_The request_
Print the line that contains "target | white plastic lounge chair" and every line after it through the last line of the records below, exactly as written and nothing else.

START Information supplied

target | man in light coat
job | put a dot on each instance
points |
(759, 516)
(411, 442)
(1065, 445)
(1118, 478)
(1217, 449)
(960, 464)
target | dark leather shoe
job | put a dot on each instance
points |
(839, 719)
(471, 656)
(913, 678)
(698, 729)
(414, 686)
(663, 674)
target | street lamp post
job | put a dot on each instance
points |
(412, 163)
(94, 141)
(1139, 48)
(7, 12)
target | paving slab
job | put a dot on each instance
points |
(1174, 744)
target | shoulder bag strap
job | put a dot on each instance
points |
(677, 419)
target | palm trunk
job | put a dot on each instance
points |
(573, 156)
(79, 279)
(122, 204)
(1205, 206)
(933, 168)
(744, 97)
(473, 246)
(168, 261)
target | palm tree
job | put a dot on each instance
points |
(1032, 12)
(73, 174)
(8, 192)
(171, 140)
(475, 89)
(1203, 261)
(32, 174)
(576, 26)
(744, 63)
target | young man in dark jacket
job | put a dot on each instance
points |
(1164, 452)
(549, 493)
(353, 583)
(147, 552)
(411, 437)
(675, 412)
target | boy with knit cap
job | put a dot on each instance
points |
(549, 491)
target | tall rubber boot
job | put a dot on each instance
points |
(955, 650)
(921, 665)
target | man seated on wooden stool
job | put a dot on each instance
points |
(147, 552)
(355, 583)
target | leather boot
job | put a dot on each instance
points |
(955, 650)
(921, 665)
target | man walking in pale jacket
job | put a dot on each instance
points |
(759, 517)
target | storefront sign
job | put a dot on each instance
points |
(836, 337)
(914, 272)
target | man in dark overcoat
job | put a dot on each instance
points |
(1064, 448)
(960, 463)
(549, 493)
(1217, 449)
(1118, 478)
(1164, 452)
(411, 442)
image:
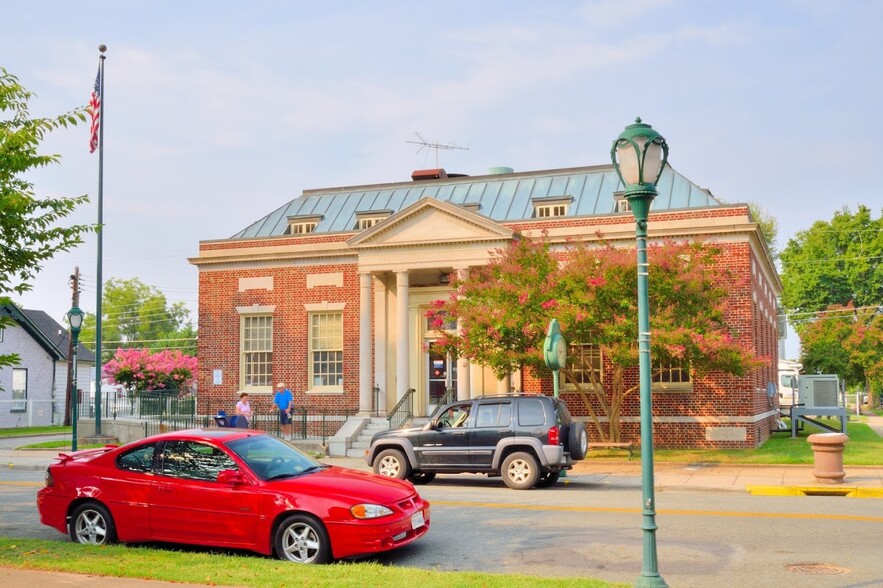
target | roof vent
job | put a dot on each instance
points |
(501, 169)
(428, 174)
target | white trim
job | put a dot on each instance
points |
(324, 306)
(257, 309)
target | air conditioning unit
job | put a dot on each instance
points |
(820, 391)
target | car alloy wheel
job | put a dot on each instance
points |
(91, 524)
(391, 463)
(520, 471)
(302, 539)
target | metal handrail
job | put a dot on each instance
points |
(402, 411)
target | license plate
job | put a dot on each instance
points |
(417, 520)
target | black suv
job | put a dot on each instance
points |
(526, 439)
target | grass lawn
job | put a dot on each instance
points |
(198, 566)
(865, 447)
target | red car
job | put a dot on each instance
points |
(230, 488)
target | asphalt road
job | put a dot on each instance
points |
(582, 529)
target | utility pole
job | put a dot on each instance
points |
(71, 385)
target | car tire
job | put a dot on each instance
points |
(92, 524)
(421, 477)
(577, 441)
(520, 471)
(301, 538)
(548, 479)
(392, 464)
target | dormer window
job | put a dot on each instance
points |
(366, 220)
(302, 225)
(549, 207)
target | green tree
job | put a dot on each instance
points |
(503, 311)
(30, 232)
(135, 315)
(846, 341)
(836, 262)
(769, 226)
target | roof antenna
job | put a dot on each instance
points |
(424, 144)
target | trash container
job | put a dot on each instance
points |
(827, 450)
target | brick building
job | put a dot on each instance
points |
(328, 293)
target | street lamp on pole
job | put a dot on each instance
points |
(75, 320)
(639, 155)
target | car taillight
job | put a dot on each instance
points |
(553, 436)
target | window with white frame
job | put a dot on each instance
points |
(302, 228)
(547, 207)
(326, 350)
(256, 351)
(367, 219)
(670, 374)
(19, 390)
(302, 225)
(584, 360)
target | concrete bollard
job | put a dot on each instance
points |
(827, 449)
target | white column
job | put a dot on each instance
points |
(365, 341)
(381, 340)
(464, 370)
(403, 343)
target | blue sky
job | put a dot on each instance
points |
(219, 112)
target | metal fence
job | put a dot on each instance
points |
(165, 411)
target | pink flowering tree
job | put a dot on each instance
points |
(503, 312)
(139, 370)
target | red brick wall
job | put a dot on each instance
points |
(715, 395)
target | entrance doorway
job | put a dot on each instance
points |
(441, 375)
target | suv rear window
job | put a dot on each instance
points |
(530, 413)
(495, 414)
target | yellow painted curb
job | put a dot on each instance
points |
(847, 491)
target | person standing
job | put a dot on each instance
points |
(243, 411)
(284, 403)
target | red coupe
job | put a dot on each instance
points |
(230, 488)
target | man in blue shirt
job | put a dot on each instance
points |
(284, 403)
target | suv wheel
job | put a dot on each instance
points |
(520, 471)
(577, 441)
(392, 464)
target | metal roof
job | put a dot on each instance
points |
(502, 197)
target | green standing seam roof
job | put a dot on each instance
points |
(504, 198)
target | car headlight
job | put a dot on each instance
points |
(370, 511)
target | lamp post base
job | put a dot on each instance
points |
(650, 582)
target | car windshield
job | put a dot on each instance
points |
(270, 459)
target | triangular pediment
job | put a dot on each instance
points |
(430, 221)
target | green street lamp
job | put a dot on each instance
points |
(639, 155)
(75, 320)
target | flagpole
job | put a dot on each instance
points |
(102, 48)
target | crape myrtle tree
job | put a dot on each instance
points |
(30, 230)
(848, 341)
(504, 308)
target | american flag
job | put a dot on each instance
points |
(95, 111)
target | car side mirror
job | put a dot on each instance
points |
(231, 477)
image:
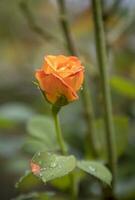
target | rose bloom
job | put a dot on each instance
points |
(60, 76)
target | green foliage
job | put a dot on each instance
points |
(41, 134)
(35, 196)
(123, 86)
(121, 135)
(96, 169)
(53, 166)
(16, 112)
(27, 181)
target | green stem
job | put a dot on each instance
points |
(64, 152)
(59, 134)
(85, 96)
(89, 114)
(102, 62)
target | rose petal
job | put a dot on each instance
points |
(55, 87)
(75, 80)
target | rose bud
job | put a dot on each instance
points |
(59, 77)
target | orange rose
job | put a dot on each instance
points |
(60, 76)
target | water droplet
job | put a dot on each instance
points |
(81, 88)
(44, 180)
(53, 164)
(92, 169)
(40, 175)
(40, 162)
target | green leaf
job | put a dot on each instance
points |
(27, 181)
(51, 166)
(16, 112)
(123, 86)
(35, 196)
(42, 134)
(121, 135)
(96, 169)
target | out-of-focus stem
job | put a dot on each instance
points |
(102, 63)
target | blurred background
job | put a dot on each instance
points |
(28, 31)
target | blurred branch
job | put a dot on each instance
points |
(121, 28)
(110, 12)
(86, 97)
(66, 29)
(103, 64)
(46, 35)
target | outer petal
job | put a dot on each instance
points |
(54, 87)
(75, 80)
(52, 62)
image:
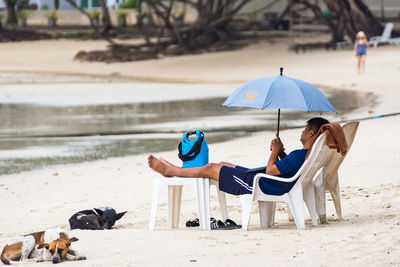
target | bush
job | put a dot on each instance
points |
(95, 14)
(22, 15)
(52, 15)
(128, 4)
(122, 15)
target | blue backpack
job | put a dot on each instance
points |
(193, 153)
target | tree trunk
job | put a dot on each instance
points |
(73, 3)
(11, 14)
(106, 16)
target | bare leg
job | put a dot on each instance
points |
(210, 170)
(223, 163)
(362, 64)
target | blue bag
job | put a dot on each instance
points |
(193, 153)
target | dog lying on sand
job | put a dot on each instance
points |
(50, 245)
(95, 219)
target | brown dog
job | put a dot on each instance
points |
(51, 245)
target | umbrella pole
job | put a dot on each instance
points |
(279, 118)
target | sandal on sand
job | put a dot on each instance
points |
(193, 223)
(231, 224)
(227, 225)
(196, 222)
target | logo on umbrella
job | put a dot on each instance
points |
(249, 96)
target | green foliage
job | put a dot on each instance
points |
(22, 15)
(95, 14)
(52, 15)
(180, 13)
(128, 4)
(121, 14)
(147, 13)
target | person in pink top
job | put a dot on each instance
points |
(360, 48)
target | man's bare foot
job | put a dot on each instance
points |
(167, 162)
(157, 165)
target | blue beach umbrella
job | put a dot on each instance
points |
(279, 92)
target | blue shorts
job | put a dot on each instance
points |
(236, 181)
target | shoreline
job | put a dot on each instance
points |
(369, 176)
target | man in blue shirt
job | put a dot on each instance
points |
(238, 180)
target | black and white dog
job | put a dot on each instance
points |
(95, 219)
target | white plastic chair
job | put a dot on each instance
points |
(384, 38)
(294, 198)
(175, 185)
(328, 177)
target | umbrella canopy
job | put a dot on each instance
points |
(279, 92)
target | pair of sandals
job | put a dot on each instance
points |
(216, 224)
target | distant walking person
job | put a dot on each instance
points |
(360, 48)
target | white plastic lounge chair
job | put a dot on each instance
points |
(175, 185)
(384, 38)
(294, 198)
(328, 177)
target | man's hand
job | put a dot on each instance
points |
(276, 144)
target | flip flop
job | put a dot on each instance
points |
(193, 223)
(231, 224)
(227, 225)
(196, 222)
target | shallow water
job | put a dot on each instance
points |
(36, 133)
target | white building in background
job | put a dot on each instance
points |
(63, 4)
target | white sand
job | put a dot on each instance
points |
(370, 234)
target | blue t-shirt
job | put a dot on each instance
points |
(288, 166)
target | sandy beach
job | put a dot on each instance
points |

END Information supplied

_Response_
target | white plastic lounge chair
job | put a dot on each instance
points |
(175, 185)
(384, 38)
(294, 198)
(328, 177)
target | man's hand
job | put a dot on each instance
points |
(276, 144)
target | flip flop
job | put a dot on each instance
points |
(193, 223)
(231, 224)
(227, 225)
(196, 222)
target | shallow water
job | put a dot on each instance
points |
(36, 133)
target | white building in background
job | put a dot on each instance
points |
(63, 4)
target | white sand
job | put a dot on each instance
points |
(370, 234)
target | blue t-shirt
job | put a dot on each instance
points |
(288, 166)
target | sandy beach
job | put a dot on each instance
points |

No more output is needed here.